- **Sayfa Metni**:
________________________________________

Buradasınız
Ücret Kesintilerine İzin Vermeyelim!

Ücret kesintileri, patronların, işyerlerinde işçileri yıldırmak, korkutmak ve baskı altına almak için kullandıkları yöntemlerden birisidir. Örneğin işe geç gitme, mesaiye kalmama, işin hatalı üretilmesi gibi durumlarda patronlar haksız yere ücret kesintileri yapıyorlar. Ayrıca bu kesintileri keyfi bir biçimde kural haline getirerek bütün işçilerin boyun eğmesini istiyorlar. Patronların gözümüzü korkutmak için kullandıkları bu tehdidin karşısında uyanık ve bilinçli olursak, onların oyununu tersine çevirebiliriz.
Patronlar hangi durumlarda ücret kesintisi yapamazlar:
4857 Sayılı İş Kanunu’nun 38. maddesinde ücret kesme cezası şöyle açıklanmaktadır:
- İşveren, toplu sözleşme veya iş sözleşmelerinde gösterilmiş olan sebepler dışında işçiye ücret kesme cezası veremez.
- İşçi ücretlerinden ceza olarak yapılacak kesintilerin işçiye derhal sebepleriyle beraber yazılı olarak bildirilmesi gerekir.
- İşçi ücretlerinden yapılacak kesintiler bir ayda iki günlük ücretten fazla olamaz.
- Bu paralar kesildiği tarihten itibaren bir ay içinde, Çalışma ve Sosyal Güvenlik Bakanlığı hesabına yatırılmalıdır.
Yani işçiden ceza olarak kestiği ücreti patron kendi istediği gibi kullanamaz. İşçilerin eğitimi için ayrılan fona yatırmak zorundadır. İlgili maddede bu durum şöyle açıklanmaktadır:
- Her işveren, işyerinde bu paraların ayrı bir hesabını tutmaya mecburdur. Birikmiş bulunan ceza paralarının nerelere ve ne kadar verileceği Çalışma ve Sosyal Güvenlik Bakanının başkanlık edeceği ve işçi temsilcilerinin de katılacağı bir kurul tarafından karara bağlanır.

________________________________________

- **Veri Bloğu**:
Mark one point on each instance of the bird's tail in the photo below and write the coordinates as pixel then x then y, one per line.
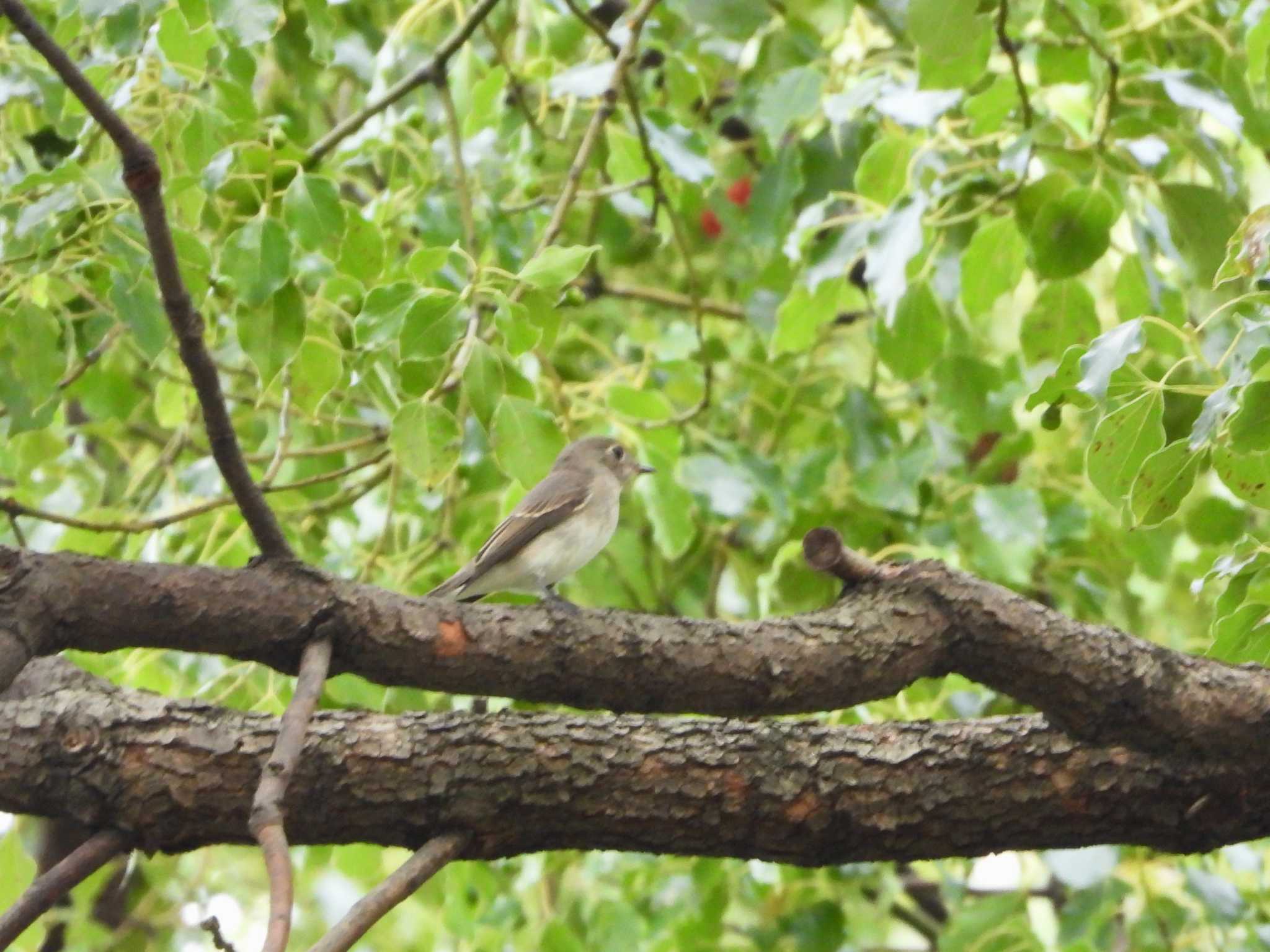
pixel 454 587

________________________________________

- **Görev 1**:
Ücret kesintileri hakkındaki metinden "Patronlar hangi durumlarda" ile "ücretten fazla olamaz." arasındaki bölümü, bu iki ifade de dahil olmak üzere harfi harfine yeniden yazın.
- **Görev 2**:
Ücret kesintileri üzerine olan metni kaldığı yerden sürdürün.

- **Beklenen Yanıt 1**:
Patronlar hangi durumlarda ücret kesintisi yapamazlar:
4857 Sayılı İş Kanunu’nun 38. maddesinde ücret kesme cezası şöyle açıklanmaktadır:
- İşveren, toplu sözleşme veya iş sözleşmelerinde gösterilmiş olan sebepler dışında işçiye ücret kesme cezası veremez.
- İşçi ücretlerinden ceza olarak yapılacak kesintilerin işçiye derhal sebepleriyle beraber yazılı olarak bildirilmesi gerekir.
- İşçi ücretlerinden yapılacak kesintiler bir ayda iki günlük ücretten fazla olamaz.

- **Beklenen Yanıt 2**:
Ücret kesintisiyle ilgili iş kanununda uyulması gereken maddeler bu şekilde açıklanırken, patronlar ücret kesintisi konusunda yasada yer alan maddelere uymuyorlar. Yasa, ücret kesintisi uygulamasının imzaladığımız iş sözleşmesinde yazılı olması gerektiğini söylüyor. Fakat işçiler işe alınmak için, patronun önlerine koyduğu sözleşmeleri sorgusuz sualsiz imzalamak zorunda kalıyorlar. Ancak işçilerin rızaları olmadan imzalatılan iş sözleşmeleri 4857 sayılı İş Yasasına aykırı olamaz. Aslında patronlar kendi orman kanunlarını dayatmakta ve suç işlemektedirler. Patronlar işçilerin örgütsüzlüğünden güç alarak imzalanan sözleşmeleri bir tehdit unsuru olarak kullanıyorlar. İşe geç kalındığında uygulanan ücret kesme cezası da bu tehditlerden biridir.
Örneğin, 10 dakika işe geç gidip o gün çalıştığı halde işçilerin kimi zaman bir saatlik kimi zaman ise bir günlük yevmiyeleri kesilmektedir. Oysa işçi çalıştığı tüm sürenin ücretini alma hakkına sahiptir, yani işçiden ancak geç kaldığı sürenin ücreti kesilebilir. 10 dakikaya karşılık bir saatin ya da bir saat geç kalmaya karşılık bir günlük yevmiyenin kesilmesi kesinlikle keyfi bir tutumdur.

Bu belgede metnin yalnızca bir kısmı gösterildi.